DATA TO PROCESS Block Start
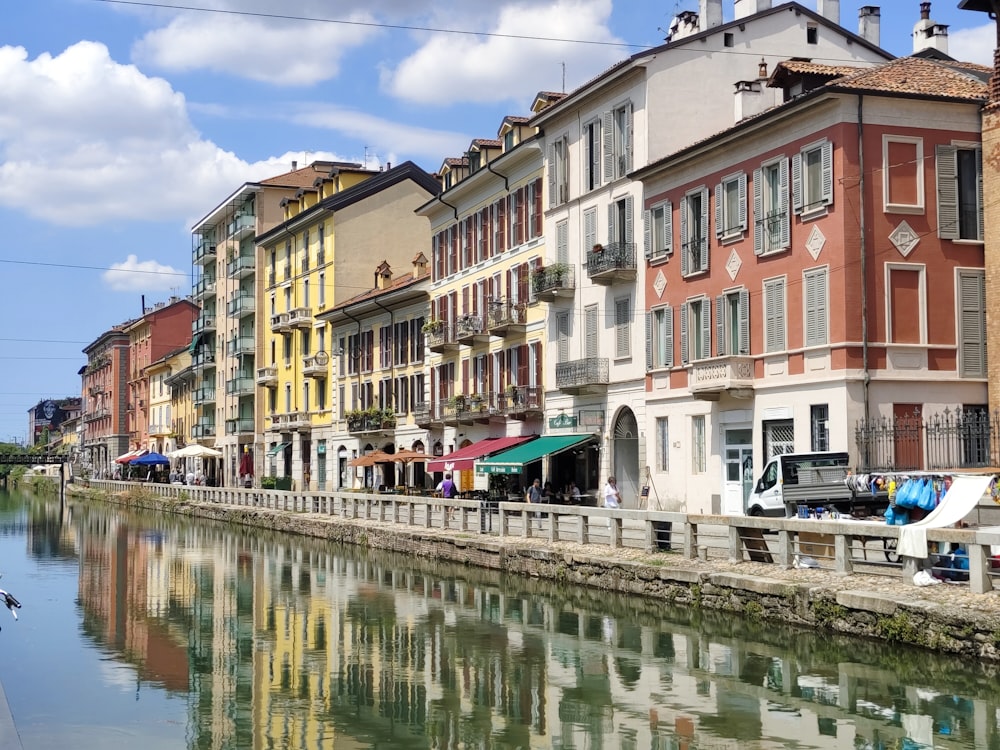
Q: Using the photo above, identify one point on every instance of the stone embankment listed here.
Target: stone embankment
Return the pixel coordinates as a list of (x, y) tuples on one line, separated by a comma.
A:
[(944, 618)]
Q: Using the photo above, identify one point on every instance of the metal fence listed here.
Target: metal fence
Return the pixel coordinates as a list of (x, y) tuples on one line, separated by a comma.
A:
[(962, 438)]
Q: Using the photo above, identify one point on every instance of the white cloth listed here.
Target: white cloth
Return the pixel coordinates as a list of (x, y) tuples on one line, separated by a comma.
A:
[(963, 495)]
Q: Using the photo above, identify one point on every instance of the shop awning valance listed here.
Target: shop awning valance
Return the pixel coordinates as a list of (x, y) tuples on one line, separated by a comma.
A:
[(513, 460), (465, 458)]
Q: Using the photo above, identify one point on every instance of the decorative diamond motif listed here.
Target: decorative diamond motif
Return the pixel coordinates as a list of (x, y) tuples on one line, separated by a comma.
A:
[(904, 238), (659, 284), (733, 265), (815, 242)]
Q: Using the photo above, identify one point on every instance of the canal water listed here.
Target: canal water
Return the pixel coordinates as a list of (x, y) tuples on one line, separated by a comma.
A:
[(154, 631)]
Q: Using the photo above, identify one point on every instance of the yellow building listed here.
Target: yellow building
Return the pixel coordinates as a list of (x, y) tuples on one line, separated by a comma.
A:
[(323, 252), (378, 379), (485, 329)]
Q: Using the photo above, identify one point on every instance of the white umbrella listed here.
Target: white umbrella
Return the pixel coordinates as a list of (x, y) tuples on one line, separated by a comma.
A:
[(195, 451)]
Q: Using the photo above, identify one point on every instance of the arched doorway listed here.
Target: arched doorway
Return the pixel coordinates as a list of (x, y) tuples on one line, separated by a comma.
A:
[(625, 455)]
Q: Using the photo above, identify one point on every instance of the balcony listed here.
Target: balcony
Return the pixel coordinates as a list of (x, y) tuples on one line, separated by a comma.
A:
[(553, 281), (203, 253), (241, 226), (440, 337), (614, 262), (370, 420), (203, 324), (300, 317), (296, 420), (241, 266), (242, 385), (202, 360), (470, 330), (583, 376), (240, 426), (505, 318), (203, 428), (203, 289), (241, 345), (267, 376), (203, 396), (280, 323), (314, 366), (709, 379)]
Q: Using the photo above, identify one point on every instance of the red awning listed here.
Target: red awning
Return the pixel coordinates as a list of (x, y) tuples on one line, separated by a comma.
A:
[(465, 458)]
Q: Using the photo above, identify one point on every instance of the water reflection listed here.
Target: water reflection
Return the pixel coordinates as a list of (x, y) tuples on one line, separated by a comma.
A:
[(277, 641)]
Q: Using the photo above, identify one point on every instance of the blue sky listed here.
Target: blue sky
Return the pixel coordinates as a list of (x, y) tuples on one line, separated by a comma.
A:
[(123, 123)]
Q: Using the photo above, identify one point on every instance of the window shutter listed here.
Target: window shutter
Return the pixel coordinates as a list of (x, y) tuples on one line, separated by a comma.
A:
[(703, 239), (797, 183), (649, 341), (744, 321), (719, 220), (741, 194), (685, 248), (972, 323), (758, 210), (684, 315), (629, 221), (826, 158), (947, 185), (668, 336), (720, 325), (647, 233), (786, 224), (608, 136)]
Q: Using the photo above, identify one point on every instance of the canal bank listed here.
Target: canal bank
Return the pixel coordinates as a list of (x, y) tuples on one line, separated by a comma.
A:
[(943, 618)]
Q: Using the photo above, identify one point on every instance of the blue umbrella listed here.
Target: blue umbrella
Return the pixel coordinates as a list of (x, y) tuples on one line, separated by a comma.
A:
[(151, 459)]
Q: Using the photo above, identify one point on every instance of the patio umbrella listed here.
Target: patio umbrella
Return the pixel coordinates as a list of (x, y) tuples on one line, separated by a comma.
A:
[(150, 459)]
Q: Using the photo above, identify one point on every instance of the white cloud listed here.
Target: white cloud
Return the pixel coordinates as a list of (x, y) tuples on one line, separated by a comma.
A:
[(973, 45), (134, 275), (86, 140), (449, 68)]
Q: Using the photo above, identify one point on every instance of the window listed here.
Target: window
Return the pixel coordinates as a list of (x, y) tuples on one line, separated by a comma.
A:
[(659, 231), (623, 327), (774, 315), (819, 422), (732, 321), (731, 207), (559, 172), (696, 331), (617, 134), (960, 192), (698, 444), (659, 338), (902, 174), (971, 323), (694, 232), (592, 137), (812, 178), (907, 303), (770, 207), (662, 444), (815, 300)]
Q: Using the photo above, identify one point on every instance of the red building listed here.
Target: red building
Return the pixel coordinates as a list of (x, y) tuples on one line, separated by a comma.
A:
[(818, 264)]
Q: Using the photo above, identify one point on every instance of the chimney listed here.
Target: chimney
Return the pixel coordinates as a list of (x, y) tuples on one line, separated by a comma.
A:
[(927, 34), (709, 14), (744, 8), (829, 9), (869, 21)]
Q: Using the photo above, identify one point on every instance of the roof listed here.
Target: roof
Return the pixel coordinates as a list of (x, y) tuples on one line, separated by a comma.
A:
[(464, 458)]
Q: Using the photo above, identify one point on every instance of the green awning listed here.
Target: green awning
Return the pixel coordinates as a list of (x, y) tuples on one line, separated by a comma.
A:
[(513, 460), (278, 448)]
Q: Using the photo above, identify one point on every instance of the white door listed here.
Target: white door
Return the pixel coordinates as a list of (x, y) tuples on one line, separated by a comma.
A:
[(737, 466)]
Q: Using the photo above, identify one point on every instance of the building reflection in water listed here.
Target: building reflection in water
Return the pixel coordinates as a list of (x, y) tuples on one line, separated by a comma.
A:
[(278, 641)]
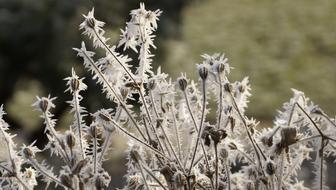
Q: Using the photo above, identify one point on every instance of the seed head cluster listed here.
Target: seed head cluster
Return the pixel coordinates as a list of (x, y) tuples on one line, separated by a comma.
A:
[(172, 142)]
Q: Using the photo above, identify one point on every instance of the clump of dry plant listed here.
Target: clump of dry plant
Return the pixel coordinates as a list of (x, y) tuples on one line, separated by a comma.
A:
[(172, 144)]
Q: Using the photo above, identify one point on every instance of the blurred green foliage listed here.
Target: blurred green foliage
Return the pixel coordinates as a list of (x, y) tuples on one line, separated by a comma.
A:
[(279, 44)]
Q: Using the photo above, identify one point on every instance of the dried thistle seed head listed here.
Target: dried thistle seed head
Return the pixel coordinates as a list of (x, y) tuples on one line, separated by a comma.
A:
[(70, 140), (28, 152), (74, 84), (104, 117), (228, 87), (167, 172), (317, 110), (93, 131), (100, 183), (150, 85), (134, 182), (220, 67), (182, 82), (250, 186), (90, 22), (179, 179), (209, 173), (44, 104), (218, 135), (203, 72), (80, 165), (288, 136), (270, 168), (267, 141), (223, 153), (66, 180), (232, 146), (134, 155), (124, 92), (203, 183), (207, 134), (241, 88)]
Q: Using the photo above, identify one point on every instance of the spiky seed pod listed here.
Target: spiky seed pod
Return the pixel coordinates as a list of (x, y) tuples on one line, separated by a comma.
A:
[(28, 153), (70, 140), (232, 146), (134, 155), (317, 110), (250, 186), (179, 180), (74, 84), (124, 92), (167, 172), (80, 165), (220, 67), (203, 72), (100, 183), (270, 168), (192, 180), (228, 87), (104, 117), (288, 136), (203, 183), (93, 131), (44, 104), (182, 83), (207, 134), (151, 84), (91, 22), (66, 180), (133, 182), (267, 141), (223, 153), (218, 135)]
DATA TO PROCESS Block End
DATA TO PROCESS Block Start
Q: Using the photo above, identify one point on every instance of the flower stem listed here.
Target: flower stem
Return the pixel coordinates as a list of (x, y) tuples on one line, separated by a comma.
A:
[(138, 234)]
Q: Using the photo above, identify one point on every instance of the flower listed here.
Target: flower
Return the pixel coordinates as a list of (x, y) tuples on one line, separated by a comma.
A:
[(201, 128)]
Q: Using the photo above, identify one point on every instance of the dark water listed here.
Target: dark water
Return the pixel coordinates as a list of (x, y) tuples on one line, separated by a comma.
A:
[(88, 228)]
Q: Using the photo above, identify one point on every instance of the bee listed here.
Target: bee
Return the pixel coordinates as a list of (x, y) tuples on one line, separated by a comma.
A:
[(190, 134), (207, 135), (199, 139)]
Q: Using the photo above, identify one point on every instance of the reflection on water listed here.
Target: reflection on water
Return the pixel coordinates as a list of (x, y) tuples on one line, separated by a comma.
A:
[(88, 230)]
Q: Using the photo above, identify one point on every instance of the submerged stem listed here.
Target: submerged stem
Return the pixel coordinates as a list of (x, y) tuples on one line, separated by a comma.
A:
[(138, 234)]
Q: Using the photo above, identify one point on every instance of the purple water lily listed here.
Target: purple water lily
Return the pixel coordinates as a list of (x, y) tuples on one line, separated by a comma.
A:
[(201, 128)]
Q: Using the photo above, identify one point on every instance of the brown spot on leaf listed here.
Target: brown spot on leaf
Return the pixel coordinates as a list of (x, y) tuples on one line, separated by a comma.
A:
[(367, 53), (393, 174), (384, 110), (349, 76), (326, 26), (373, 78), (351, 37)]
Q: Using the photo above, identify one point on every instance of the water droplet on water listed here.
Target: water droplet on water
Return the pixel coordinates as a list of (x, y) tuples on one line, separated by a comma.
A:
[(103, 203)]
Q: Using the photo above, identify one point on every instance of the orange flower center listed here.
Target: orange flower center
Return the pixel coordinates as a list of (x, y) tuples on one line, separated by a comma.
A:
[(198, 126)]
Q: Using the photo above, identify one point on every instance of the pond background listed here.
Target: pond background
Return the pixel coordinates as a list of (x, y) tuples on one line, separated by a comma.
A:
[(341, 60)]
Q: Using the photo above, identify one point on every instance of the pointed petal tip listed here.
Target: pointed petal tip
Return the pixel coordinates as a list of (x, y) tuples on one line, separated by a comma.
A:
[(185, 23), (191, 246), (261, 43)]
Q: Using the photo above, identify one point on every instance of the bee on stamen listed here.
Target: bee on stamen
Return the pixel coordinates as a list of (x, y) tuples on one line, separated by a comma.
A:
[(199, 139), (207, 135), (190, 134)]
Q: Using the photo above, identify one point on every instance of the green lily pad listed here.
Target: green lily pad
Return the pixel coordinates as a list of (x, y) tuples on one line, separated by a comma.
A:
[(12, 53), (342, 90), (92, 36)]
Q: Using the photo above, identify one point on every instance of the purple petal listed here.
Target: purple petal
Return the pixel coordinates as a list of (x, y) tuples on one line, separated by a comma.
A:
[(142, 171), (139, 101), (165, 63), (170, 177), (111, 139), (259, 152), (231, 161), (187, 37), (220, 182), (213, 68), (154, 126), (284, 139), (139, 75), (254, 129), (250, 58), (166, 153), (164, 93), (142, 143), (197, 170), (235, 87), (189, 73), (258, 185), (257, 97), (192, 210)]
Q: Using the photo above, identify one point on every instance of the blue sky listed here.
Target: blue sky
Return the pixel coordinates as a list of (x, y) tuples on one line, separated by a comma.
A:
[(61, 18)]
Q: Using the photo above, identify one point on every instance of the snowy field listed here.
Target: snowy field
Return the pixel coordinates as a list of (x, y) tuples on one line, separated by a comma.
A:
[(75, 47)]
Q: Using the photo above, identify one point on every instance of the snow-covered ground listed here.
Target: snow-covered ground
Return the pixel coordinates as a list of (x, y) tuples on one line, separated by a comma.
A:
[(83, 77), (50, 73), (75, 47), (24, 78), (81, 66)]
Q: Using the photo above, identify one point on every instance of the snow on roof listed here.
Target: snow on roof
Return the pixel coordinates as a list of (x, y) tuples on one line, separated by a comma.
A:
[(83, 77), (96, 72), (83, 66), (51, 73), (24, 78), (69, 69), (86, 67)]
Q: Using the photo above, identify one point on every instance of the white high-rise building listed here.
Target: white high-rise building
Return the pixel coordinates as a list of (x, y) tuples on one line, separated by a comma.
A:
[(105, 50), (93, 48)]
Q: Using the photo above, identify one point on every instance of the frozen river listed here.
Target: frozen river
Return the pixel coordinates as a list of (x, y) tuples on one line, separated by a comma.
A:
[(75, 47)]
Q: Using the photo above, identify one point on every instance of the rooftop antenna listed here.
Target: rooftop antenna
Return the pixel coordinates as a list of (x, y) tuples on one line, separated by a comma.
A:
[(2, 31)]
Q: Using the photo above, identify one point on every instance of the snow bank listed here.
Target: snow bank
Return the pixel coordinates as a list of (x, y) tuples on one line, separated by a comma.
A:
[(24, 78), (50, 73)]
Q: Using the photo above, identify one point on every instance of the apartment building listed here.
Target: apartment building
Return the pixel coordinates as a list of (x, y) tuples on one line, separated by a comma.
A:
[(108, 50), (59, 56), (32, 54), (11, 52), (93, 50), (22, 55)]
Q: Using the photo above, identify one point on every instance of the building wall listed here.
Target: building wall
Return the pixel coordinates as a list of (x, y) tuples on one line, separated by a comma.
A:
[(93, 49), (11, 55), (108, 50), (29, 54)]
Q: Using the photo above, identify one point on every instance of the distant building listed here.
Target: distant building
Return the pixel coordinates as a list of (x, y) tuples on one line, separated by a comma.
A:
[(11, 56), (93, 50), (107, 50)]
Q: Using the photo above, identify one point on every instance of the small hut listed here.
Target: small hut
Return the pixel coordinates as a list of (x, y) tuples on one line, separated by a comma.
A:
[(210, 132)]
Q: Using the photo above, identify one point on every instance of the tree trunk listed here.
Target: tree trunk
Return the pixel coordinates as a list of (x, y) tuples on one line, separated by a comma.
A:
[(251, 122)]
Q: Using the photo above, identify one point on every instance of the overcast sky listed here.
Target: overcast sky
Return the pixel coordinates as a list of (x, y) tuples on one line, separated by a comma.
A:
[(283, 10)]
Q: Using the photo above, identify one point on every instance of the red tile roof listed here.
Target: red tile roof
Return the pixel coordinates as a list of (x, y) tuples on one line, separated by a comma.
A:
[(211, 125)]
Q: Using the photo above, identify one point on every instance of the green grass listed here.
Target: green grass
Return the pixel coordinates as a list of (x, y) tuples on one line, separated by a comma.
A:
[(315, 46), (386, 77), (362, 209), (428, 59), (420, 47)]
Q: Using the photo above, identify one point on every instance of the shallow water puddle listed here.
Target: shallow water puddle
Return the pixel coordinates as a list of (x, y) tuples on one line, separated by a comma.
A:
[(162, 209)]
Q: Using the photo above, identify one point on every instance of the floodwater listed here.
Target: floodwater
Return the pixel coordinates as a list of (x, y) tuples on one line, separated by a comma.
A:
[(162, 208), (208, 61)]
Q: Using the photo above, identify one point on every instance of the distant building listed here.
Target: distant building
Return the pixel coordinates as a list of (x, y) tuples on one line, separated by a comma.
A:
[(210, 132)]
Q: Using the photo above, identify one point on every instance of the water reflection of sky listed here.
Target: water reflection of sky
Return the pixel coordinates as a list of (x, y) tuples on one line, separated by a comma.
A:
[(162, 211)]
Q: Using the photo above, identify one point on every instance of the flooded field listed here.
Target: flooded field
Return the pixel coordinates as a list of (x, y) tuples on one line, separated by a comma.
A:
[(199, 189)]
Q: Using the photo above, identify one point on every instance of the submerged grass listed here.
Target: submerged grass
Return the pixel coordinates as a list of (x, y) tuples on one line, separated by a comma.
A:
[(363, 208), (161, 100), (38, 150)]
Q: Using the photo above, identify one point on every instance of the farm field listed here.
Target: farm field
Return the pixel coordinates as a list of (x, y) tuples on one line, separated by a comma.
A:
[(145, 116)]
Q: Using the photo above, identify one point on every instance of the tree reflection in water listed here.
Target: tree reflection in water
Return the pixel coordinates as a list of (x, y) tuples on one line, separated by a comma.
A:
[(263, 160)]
DATA TO PROCESS Block End
DATA TO PROCESS Block Start
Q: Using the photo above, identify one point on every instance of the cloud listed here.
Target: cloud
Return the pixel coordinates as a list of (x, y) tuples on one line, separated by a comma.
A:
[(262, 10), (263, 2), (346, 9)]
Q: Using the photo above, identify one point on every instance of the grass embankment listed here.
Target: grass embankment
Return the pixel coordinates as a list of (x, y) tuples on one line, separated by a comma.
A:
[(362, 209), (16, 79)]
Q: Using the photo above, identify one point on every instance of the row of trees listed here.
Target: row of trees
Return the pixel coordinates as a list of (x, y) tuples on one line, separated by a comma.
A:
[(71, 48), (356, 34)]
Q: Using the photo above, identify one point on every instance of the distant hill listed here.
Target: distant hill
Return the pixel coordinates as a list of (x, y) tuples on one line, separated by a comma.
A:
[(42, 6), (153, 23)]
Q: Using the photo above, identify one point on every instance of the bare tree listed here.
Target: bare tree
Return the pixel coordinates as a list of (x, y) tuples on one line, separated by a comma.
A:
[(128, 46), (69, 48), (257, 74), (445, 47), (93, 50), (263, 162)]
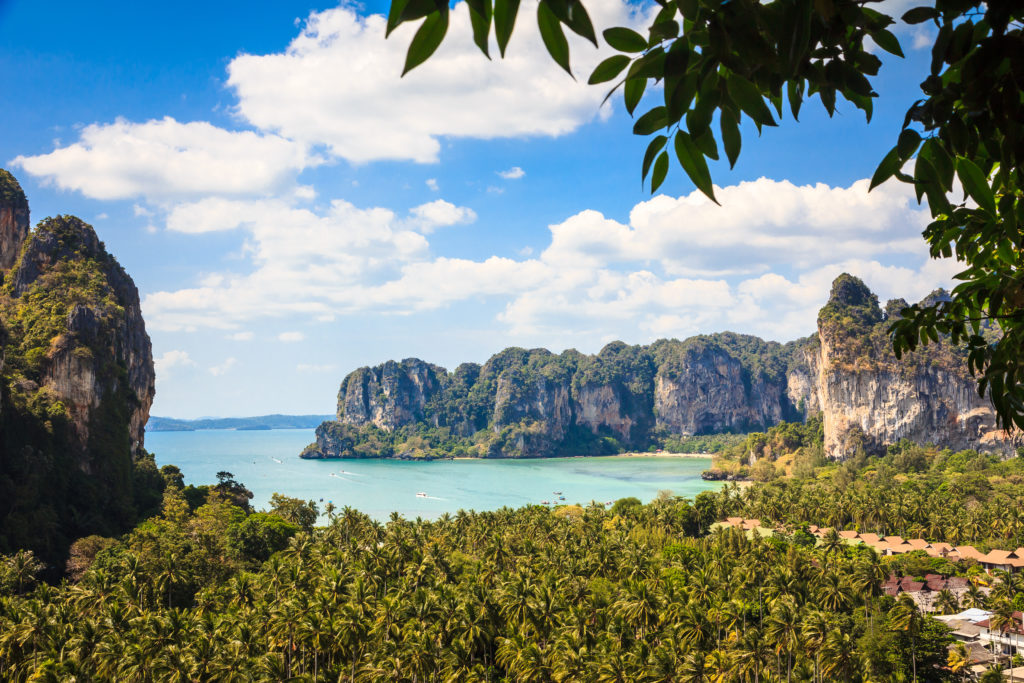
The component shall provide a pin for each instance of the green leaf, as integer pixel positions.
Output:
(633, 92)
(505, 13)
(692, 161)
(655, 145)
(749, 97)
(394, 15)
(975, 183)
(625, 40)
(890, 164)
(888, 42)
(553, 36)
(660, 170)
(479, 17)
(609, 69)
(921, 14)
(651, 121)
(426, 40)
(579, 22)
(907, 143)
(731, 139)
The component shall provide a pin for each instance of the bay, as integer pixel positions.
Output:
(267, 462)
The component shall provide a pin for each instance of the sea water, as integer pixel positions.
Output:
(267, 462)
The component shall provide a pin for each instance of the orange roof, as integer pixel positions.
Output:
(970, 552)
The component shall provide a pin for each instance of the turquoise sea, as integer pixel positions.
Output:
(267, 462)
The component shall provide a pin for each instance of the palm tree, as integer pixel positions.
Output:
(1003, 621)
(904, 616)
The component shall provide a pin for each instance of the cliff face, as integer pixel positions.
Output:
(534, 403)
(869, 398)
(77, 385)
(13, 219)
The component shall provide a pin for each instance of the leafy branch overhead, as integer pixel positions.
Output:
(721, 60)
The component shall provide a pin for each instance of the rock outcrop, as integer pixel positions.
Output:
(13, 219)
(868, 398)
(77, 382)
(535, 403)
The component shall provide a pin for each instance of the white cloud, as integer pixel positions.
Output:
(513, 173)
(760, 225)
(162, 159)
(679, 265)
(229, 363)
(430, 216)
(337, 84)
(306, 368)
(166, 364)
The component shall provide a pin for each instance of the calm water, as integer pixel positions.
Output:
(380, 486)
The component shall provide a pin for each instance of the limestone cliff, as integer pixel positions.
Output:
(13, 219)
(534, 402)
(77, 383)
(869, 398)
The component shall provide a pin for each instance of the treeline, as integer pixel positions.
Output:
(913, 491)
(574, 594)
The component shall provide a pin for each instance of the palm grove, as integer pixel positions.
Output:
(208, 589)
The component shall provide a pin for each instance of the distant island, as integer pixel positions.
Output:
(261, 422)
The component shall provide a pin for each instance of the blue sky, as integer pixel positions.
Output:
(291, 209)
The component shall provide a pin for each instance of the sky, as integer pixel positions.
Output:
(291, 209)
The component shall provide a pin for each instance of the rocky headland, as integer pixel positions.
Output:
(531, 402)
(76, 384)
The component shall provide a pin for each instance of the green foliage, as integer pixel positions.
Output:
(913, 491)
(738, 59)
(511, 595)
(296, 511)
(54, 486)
DATA TO PROCESS Block End
— ASSIGNMENT —
Find the lines in the entries above where "frozen" occurs, and copy each of them.

— RESPONSE —
Q: Using the photo above, identify one point on every instance of the frozen river listed here.
Target: frozen river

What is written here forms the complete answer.